**Task description:**
List each line in the rows below that contains the word "child", copying every such line in full. Case matters, so a capitalized form doesn't count as a match.

====== Rows

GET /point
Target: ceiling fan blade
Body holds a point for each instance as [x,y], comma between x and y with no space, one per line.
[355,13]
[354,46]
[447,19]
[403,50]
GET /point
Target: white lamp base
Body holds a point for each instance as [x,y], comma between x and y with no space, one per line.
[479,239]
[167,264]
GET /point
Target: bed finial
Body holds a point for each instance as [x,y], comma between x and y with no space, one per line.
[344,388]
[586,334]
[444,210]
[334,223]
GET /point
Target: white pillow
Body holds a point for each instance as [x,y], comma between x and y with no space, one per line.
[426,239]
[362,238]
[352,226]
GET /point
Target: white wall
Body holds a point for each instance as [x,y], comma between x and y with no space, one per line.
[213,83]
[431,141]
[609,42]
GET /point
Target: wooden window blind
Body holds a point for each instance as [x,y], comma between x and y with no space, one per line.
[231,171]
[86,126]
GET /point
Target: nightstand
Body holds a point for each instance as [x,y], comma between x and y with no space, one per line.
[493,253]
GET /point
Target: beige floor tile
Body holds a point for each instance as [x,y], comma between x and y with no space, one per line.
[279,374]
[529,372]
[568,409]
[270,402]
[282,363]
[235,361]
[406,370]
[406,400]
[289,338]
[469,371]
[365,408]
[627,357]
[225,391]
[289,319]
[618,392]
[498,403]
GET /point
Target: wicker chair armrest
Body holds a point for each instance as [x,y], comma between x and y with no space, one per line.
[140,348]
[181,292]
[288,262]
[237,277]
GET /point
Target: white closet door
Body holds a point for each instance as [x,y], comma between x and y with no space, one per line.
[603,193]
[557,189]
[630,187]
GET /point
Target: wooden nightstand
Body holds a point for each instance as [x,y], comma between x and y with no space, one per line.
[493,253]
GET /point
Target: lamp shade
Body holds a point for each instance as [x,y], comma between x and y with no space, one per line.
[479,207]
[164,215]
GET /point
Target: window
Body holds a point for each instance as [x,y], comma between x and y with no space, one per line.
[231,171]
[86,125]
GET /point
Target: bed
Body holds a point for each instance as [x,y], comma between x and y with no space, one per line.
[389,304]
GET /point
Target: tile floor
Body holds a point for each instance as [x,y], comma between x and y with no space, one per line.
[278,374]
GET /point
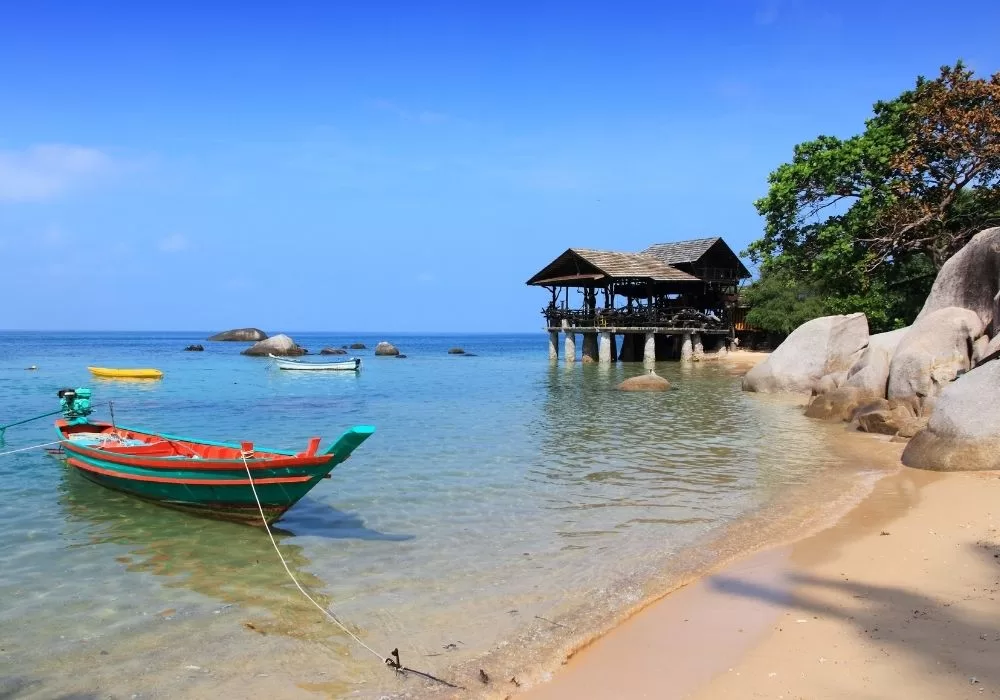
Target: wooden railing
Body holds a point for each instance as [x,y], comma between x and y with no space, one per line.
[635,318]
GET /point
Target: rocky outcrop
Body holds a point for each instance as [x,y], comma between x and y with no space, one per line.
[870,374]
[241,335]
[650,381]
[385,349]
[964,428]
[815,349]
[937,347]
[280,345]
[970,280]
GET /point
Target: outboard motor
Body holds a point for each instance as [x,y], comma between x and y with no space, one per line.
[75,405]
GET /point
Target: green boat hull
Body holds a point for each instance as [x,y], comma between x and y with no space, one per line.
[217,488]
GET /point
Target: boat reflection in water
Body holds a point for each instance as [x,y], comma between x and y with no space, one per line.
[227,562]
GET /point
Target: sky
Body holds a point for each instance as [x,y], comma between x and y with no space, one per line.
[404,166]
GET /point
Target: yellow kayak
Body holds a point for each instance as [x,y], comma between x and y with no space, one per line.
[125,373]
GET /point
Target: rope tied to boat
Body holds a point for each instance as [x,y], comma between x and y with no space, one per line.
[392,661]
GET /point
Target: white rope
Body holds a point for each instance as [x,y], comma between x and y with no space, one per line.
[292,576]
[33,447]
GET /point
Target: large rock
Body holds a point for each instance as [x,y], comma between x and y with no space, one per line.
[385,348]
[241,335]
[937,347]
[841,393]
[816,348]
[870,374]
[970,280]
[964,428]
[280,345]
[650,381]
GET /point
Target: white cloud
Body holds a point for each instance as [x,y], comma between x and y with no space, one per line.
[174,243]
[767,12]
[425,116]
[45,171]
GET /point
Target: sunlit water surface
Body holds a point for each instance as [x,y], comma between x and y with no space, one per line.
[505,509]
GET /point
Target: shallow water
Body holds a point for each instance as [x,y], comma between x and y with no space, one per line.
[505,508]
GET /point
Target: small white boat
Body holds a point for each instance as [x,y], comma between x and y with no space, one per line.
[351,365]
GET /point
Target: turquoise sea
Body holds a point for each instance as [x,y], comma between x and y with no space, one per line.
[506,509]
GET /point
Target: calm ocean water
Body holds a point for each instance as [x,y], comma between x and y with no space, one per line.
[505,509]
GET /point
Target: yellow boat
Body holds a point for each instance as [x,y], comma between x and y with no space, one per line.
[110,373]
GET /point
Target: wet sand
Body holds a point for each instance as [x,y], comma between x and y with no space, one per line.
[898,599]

============
====== Rows

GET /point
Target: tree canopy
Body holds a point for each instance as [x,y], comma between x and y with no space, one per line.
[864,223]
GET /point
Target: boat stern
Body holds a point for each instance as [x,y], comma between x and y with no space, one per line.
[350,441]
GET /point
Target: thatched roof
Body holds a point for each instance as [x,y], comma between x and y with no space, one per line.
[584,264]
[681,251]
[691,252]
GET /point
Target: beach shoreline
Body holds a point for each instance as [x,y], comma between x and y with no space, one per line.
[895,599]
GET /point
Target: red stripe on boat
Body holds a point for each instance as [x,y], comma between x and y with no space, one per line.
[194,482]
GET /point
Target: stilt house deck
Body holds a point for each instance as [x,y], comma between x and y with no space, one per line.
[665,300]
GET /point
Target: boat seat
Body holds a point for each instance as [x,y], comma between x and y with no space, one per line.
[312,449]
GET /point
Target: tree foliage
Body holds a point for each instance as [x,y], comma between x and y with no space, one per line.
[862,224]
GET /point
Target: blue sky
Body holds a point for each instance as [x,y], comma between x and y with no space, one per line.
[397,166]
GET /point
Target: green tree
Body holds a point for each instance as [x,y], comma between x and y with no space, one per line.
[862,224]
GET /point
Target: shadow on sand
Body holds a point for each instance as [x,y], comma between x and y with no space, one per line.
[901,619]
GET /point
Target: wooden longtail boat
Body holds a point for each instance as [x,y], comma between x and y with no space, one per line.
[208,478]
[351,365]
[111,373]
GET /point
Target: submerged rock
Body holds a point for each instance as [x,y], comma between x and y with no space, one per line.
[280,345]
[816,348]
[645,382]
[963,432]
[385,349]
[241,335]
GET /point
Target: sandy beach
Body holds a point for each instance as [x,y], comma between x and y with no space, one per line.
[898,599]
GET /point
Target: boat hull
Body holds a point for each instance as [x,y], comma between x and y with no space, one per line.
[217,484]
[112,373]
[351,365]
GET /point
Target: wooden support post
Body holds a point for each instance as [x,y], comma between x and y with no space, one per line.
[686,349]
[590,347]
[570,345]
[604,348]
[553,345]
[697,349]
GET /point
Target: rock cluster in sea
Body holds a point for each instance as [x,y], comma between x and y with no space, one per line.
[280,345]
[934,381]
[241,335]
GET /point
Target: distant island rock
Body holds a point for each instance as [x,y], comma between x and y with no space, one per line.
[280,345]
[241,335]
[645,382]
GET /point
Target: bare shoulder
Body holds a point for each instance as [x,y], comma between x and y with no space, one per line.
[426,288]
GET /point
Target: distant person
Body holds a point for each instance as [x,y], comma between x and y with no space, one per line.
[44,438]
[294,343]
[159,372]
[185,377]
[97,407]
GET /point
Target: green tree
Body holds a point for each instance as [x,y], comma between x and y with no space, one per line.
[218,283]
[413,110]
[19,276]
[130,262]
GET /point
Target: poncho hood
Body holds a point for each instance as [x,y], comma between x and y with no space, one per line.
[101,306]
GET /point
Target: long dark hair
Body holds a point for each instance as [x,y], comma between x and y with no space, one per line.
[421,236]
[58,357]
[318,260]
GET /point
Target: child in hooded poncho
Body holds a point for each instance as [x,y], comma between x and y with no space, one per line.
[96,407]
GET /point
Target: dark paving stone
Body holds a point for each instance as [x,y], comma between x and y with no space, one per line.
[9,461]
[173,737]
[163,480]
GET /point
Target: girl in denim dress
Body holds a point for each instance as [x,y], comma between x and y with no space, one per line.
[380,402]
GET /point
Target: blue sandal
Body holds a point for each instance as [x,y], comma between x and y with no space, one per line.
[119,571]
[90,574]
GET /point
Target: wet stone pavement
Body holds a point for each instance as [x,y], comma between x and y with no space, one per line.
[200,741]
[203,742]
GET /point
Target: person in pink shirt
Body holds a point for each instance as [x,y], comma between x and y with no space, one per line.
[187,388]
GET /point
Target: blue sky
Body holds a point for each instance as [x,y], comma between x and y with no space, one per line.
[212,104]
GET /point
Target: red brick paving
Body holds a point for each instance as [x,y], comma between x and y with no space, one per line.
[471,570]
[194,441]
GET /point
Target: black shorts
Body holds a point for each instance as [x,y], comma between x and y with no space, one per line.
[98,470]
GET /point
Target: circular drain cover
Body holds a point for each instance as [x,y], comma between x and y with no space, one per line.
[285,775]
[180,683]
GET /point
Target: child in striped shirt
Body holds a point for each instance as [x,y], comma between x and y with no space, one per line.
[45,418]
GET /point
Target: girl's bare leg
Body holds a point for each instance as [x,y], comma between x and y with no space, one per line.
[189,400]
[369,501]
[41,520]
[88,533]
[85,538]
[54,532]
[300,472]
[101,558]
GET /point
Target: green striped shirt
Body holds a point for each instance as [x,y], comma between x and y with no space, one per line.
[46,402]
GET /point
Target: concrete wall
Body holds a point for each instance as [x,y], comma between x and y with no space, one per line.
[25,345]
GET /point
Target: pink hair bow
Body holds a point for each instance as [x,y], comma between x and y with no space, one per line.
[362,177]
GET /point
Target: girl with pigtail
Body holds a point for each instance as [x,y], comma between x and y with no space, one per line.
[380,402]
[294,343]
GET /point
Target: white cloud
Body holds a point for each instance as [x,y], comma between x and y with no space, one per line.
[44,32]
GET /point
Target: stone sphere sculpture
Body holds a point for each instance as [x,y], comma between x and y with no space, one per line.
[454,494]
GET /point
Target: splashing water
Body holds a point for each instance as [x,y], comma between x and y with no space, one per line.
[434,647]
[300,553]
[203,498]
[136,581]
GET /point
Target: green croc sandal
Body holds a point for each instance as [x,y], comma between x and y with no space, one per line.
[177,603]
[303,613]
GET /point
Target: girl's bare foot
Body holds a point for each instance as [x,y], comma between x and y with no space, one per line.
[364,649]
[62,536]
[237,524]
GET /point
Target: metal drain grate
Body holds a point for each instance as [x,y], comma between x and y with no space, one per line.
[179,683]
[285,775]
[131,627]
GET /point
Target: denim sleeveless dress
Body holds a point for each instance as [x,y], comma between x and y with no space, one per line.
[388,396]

============

**Output below:**
Target: child in hooded poncho
Target: child in striped shirt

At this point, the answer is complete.